:: TASK INSTRUCTIONS ::
Turn the entries from the one containing "the wood grain" through the one containing "[253,232,590,312]" into a numbered list, covering only that stretch with both ends included. Leave out any blank lines.
###
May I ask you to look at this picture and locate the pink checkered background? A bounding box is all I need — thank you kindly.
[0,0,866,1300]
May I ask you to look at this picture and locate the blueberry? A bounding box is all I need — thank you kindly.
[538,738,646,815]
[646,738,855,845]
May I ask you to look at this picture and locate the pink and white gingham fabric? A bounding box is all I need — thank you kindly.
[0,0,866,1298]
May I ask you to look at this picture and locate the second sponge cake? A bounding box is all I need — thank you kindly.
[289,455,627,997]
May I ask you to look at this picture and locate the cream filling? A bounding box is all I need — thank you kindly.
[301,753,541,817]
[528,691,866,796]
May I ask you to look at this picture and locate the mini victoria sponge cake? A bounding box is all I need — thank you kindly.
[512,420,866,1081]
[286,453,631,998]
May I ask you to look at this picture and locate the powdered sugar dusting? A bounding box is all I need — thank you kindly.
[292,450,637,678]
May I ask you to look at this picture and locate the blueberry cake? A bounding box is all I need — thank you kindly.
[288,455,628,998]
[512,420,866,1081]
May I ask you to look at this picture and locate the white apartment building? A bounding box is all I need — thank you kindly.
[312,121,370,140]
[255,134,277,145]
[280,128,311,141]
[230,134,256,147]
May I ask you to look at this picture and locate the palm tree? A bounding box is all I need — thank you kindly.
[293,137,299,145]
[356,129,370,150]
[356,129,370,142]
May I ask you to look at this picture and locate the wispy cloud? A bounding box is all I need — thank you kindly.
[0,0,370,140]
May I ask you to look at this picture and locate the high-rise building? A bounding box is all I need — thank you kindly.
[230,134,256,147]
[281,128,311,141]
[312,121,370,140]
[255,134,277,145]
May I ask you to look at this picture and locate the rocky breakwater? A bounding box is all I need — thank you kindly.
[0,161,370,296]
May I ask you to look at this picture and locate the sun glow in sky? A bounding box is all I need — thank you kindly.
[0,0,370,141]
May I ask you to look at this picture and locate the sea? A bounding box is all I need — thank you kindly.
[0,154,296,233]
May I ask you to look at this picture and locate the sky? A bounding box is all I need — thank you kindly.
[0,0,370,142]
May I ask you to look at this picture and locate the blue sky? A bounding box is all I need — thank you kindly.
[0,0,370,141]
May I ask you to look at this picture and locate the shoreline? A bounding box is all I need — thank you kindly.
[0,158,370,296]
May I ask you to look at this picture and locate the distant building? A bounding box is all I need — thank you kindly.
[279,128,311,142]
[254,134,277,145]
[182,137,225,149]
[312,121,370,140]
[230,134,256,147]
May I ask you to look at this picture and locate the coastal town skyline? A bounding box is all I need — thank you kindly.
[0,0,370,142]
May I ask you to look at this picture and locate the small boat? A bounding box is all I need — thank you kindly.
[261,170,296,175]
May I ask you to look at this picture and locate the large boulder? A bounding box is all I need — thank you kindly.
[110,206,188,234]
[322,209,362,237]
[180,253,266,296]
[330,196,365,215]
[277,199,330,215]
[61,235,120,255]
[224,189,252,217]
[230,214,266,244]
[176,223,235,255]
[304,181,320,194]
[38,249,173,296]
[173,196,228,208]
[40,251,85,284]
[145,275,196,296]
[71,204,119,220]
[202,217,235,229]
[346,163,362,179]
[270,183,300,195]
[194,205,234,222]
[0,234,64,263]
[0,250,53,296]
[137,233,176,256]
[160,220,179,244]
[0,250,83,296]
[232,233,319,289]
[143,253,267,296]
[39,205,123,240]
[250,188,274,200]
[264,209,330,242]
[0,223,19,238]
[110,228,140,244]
###
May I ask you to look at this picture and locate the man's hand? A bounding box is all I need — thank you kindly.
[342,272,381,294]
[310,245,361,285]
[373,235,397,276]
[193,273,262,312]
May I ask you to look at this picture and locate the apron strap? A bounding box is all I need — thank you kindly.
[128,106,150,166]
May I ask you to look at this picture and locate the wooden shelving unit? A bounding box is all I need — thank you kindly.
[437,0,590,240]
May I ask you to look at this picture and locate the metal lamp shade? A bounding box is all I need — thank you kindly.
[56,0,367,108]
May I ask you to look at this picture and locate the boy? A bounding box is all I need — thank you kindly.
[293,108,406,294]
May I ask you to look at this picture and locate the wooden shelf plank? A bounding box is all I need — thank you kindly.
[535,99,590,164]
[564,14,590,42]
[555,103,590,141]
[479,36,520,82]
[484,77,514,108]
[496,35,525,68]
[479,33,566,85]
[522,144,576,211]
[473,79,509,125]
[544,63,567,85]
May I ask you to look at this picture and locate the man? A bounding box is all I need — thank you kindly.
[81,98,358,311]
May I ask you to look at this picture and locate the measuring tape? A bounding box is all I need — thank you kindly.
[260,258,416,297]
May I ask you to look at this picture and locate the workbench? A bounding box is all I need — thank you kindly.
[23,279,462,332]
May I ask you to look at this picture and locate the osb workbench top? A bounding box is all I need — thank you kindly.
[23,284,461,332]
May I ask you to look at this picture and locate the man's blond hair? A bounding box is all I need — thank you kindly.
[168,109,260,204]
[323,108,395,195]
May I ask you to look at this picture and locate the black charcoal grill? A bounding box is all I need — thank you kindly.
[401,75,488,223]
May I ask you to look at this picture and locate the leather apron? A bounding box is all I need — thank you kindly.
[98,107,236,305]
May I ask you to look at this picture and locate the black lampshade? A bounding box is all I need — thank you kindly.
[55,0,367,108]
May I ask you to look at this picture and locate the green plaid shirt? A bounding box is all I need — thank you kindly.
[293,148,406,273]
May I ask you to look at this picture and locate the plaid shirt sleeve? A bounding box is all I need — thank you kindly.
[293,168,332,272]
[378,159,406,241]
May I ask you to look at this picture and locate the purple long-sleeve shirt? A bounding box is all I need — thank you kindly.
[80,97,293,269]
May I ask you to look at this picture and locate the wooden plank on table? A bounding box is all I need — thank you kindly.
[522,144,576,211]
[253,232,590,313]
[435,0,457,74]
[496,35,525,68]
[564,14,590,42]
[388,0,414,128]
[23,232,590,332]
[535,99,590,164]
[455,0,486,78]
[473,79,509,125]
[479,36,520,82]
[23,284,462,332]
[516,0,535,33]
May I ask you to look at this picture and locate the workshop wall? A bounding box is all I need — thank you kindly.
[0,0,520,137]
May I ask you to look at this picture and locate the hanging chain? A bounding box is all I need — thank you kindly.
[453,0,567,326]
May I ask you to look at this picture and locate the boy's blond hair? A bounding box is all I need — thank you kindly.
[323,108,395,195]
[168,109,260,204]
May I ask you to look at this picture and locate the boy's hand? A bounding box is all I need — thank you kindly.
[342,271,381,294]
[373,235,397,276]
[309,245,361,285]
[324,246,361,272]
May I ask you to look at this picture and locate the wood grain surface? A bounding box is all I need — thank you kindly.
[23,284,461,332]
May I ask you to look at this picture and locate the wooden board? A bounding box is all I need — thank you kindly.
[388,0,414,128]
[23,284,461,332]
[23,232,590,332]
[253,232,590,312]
###
:: FINISHED TASK ::
1. May I ask you to look at this picture and locate the wood grain surface? A bounding box is all I need — thank you kindly.
2. [23,284,461,332]
3. May I ask you to look at this picture and locate the wooden board? A bounding box is all I need — thank you kindly.
4. [388,0,414,128]
5. [23,284,461,332]
6. [23,232,590,332]
7. [253,232,590,312]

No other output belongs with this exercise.